* Quoted passage:
The other day, at a bus stop in San Francisco, an electronic sign counted down the minutes until the 33-Ashbury would arrive. At last, the ticker concluded that the bus was “Arriving.” Yet, despite whatever the sign might have said, the bus didn’t show up for another five minutes. Why, you ask? Maybe, according to new research, it’s because of chaos.
Chaos theory, that is. To mathematicians and complex systems scientists, chaos doesn’t mean confusion or disorder; chaos is what happens when very slight changes to a system lead to dramatically different outcomes. Chaotic systems are characteristically hard to predict, even when the laws of physics or mathematics tell you exactly what will happen next. A good example is the double pendulum—one pendulum hanging off another one—which might wiggle gently back and forth one moment and spin wildly the next. (Here’s a nice video explanation, courtesy of MIT.)

Records from a dataset:
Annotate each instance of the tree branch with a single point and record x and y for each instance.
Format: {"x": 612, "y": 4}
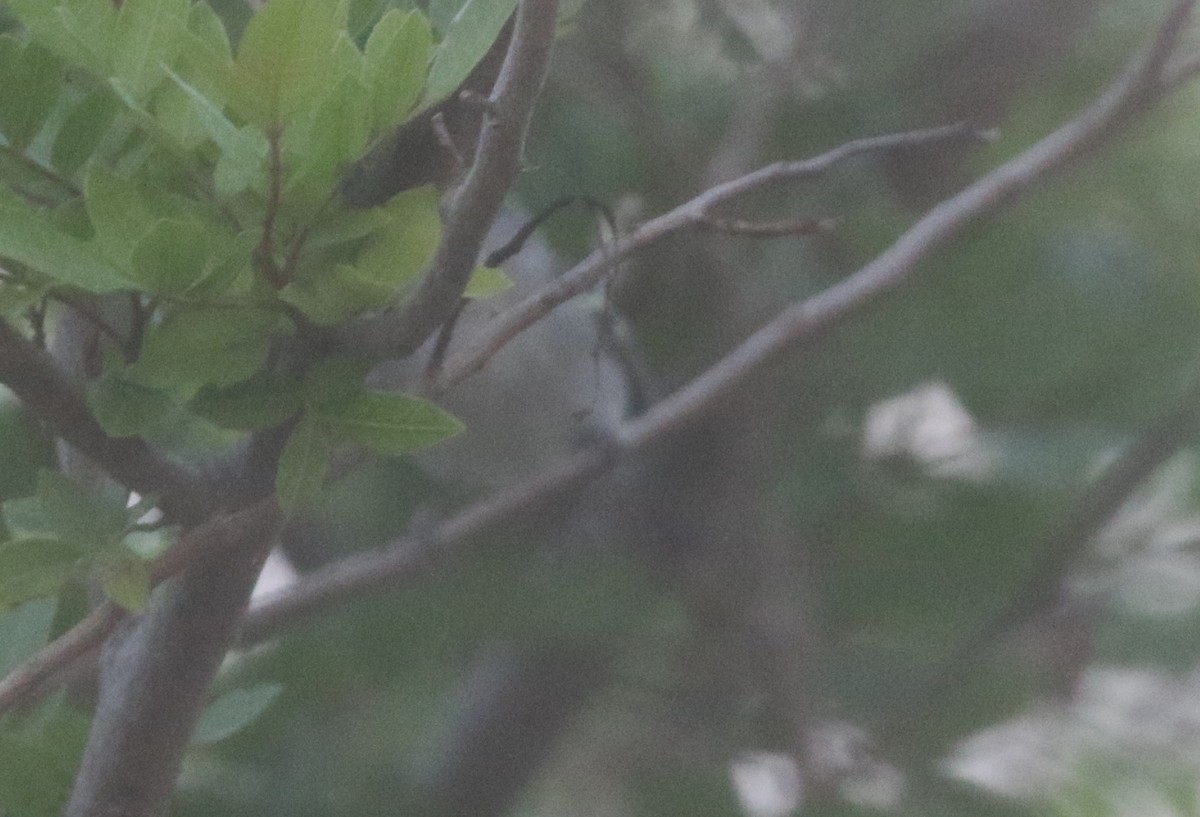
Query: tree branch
{"x": 57, "y": 400}
{"x": 211, "y": 541}
{"x": 1137, "y": 88}
{"x": 401, "y": 329}
{"x": 696, "y": 212}
{"x": 155, "y": 674}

* Exercises to complete:
1. Do these statements agree with the chaos theory passage? (a) The bus arrived as soon as the sign showed "Arriving." (b) Mathematicians use "chaos" to mean confusion or disorder. (c) A double pendulum consists of one pendulum hanging off another. Answer yes or no for each, quoting the deciding words of the passage.
2. Repeat from the chaos theory passage everything from "Chaos theory, that" down to "courtesy of MIT.)", without changing a word.

* Solution set:
1.
(a) No: "the bus didn’t show up for another five minutes."
(b) No: "chaos doesn’t mean confusion or disorder"
(c) Yes: "one pendulum hanging off another one"

2.
Chaos theory, that is. To mathematicians and complex systems scientists, chaos doesn’t mean confusion or disorder; chaos is what happens when very slight changes to a system lead to dramatically different outcomes. Chaotic systems are characteristically hard to predict, even when the laws of physics or mathematics tell you exactly what will happen next. A good example is the double pendulum—one pendulum hanging off another one—which might wiggle gently back and forth one moment and spin wildly the next. (Here’s a nice video explanation, courtesy of MIT.)